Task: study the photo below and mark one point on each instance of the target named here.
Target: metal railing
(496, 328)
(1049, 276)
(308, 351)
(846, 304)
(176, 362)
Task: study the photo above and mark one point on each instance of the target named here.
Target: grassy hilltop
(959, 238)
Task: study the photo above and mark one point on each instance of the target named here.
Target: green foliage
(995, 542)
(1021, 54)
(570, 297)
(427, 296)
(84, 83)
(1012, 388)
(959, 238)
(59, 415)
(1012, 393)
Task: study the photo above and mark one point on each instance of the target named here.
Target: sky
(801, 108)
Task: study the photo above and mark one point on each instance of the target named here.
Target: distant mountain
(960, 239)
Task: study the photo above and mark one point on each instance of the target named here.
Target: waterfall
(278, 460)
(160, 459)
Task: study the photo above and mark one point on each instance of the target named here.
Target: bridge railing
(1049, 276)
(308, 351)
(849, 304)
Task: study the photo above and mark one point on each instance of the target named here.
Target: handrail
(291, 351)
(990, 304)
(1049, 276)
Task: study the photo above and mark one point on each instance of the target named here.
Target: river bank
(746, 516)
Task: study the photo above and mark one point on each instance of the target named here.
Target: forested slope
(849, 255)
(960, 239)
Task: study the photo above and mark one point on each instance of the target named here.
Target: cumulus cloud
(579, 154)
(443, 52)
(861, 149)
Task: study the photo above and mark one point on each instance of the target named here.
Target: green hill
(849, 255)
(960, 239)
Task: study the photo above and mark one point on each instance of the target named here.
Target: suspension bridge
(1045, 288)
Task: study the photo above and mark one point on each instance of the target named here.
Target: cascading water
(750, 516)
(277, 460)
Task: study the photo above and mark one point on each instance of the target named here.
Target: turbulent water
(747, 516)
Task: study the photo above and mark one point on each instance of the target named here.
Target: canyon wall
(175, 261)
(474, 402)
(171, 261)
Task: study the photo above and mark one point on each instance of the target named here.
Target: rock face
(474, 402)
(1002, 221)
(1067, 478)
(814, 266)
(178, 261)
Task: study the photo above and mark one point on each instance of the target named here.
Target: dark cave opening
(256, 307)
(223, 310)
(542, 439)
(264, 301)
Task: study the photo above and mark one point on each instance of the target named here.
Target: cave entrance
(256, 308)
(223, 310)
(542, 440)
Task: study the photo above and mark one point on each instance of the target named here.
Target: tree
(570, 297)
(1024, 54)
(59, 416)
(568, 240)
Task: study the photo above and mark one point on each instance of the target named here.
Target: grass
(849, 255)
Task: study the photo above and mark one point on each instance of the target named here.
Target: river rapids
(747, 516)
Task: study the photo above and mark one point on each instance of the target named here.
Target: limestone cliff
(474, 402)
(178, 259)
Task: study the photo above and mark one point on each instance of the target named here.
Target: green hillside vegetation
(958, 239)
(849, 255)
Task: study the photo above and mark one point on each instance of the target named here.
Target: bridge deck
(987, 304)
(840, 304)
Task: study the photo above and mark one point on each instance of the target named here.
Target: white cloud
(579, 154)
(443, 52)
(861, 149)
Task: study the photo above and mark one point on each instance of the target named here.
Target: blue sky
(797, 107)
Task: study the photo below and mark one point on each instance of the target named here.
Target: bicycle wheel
==
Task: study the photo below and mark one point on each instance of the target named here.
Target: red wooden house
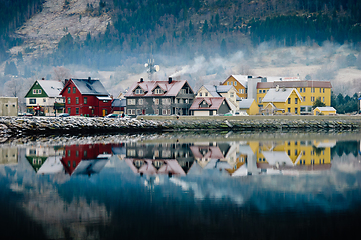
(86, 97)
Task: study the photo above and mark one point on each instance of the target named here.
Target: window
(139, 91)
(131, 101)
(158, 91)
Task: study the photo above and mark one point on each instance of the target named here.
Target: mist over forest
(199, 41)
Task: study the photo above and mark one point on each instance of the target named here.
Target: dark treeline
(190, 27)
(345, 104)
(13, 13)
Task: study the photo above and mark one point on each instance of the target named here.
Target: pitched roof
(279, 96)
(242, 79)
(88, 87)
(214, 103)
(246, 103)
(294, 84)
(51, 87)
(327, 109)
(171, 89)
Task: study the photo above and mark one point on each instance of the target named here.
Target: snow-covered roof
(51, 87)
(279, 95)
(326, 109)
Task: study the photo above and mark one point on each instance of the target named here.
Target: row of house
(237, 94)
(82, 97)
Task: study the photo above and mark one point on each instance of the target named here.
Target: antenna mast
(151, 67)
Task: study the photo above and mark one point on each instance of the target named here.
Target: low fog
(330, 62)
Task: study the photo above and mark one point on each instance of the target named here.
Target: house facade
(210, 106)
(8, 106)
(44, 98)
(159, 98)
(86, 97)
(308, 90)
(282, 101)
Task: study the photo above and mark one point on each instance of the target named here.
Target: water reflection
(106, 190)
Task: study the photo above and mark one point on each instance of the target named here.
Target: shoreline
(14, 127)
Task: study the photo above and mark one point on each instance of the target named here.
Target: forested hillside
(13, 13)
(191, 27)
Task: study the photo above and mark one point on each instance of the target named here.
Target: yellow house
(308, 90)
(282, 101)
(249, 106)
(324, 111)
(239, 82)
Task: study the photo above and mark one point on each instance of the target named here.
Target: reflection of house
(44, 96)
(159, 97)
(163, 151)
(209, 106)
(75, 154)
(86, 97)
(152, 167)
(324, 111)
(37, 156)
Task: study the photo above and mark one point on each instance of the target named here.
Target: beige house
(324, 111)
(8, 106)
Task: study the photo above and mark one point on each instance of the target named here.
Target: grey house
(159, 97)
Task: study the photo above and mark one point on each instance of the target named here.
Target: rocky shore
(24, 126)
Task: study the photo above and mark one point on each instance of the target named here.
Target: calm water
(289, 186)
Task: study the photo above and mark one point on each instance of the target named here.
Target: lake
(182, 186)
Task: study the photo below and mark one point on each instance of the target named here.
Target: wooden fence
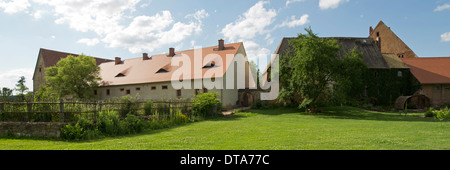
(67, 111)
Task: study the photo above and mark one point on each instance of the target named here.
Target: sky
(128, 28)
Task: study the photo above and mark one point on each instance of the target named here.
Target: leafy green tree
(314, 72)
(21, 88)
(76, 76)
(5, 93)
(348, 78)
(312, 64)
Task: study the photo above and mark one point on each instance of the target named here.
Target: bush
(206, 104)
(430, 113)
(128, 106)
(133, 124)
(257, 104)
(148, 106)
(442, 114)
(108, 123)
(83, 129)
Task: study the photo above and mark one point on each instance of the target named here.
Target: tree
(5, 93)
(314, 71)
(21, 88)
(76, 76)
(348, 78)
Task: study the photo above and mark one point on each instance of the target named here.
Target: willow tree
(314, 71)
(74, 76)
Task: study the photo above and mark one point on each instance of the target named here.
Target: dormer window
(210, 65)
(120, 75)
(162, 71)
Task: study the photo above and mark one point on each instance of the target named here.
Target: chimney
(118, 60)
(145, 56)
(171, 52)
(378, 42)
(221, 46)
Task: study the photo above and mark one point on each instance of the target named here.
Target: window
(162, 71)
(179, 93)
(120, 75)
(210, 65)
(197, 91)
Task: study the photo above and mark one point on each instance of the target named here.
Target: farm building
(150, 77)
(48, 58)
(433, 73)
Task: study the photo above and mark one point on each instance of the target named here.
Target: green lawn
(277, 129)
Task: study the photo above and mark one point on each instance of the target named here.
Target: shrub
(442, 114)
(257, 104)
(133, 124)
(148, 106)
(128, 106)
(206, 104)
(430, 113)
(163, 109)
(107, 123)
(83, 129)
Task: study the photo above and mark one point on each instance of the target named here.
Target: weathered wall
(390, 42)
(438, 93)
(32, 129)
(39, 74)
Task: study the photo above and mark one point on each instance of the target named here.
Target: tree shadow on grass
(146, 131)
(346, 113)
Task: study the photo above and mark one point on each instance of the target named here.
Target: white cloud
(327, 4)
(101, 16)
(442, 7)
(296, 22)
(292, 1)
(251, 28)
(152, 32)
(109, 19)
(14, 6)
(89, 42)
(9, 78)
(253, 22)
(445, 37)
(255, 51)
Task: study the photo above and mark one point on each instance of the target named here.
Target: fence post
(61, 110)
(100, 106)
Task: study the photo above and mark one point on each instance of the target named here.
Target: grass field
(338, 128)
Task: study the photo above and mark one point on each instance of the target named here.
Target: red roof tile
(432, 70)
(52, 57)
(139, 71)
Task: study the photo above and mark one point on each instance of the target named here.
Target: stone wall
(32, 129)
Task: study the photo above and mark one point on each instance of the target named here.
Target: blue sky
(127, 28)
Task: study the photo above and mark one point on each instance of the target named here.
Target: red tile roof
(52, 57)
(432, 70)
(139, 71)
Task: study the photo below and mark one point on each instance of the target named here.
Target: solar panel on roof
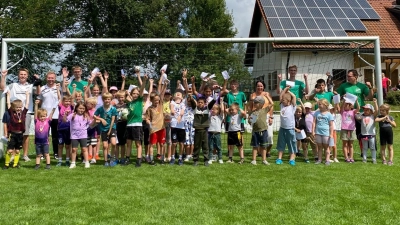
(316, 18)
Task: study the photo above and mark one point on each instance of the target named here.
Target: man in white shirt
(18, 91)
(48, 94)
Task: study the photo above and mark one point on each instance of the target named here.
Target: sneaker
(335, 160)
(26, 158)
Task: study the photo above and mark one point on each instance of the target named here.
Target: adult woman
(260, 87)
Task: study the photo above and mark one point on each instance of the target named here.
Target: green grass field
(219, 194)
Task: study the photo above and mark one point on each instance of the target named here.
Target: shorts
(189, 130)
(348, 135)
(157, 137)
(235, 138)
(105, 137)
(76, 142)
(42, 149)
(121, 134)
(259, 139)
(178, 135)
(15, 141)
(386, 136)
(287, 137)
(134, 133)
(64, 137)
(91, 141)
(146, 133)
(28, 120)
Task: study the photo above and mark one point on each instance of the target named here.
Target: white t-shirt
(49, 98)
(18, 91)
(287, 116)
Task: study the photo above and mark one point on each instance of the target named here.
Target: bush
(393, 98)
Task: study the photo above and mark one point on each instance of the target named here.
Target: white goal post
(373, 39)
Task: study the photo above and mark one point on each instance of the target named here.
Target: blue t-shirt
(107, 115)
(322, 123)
--
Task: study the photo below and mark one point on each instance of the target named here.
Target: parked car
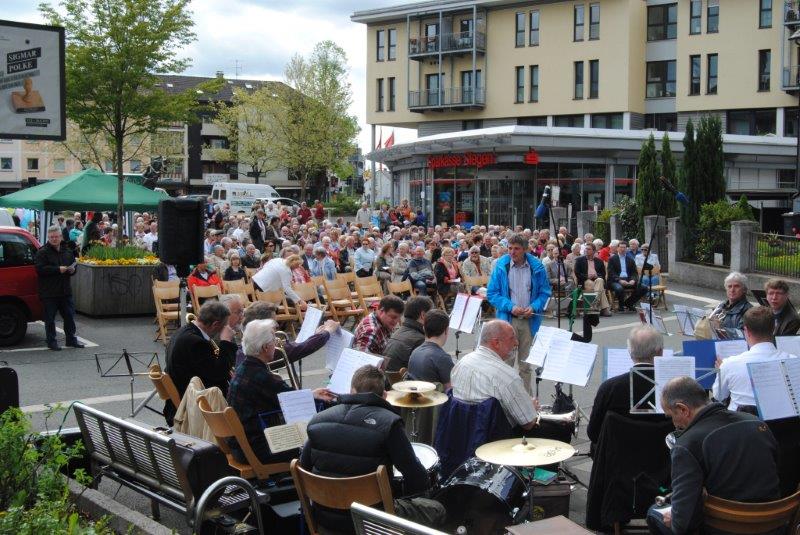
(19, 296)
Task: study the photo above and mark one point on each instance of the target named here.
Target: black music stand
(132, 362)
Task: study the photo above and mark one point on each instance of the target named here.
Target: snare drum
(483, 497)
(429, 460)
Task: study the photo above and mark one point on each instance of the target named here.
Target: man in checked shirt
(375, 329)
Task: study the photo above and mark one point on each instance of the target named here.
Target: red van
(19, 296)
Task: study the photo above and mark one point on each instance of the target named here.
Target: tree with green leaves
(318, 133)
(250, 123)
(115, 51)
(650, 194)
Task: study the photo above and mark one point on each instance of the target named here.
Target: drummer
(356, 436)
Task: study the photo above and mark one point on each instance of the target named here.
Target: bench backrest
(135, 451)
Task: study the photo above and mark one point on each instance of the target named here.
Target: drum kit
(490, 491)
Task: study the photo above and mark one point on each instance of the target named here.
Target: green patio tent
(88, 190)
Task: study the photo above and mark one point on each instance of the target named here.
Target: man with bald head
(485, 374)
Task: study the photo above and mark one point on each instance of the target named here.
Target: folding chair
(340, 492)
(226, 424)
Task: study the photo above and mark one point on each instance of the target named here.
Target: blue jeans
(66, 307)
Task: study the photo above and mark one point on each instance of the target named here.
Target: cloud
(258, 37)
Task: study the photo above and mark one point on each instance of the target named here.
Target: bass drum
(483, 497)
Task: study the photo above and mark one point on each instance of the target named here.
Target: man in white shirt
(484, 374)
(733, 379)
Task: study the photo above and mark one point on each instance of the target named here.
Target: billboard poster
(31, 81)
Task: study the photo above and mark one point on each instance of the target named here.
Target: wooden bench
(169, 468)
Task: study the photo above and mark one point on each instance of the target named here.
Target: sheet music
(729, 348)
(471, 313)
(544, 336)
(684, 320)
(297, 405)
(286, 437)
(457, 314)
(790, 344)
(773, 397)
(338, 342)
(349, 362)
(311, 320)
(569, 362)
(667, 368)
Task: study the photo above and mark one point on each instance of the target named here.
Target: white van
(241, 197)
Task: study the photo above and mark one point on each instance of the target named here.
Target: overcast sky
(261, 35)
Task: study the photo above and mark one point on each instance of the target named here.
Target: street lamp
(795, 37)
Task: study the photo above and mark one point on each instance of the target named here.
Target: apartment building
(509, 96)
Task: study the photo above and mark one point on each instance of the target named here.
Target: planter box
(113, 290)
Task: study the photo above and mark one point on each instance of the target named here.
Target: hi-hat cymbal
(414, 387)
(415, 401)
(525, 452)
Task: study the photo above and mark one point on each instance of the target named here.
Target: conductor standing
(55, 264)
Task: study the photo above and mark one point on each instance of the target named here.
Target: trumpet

EXERCISE DETAILS
From the records above, extract exactly and only the lines that begin at the line with "Target: planter box" and stop after the line with "Target: trumpet".

REPLY TO THE EXERCISE
Target: planter box
(113, 290)
Task: study the photo above and mark one point on each instance of the target named here.
Target: hi-hat cymbal
(414, 387)
(415, 401)
(525, 452)
Task: study the photo above and mark one point on each instance of the target named here.
Target: conductor standing
(55, 264)
Task: study the photo above and mark one point on each instance of the target named here.
Target: trumpet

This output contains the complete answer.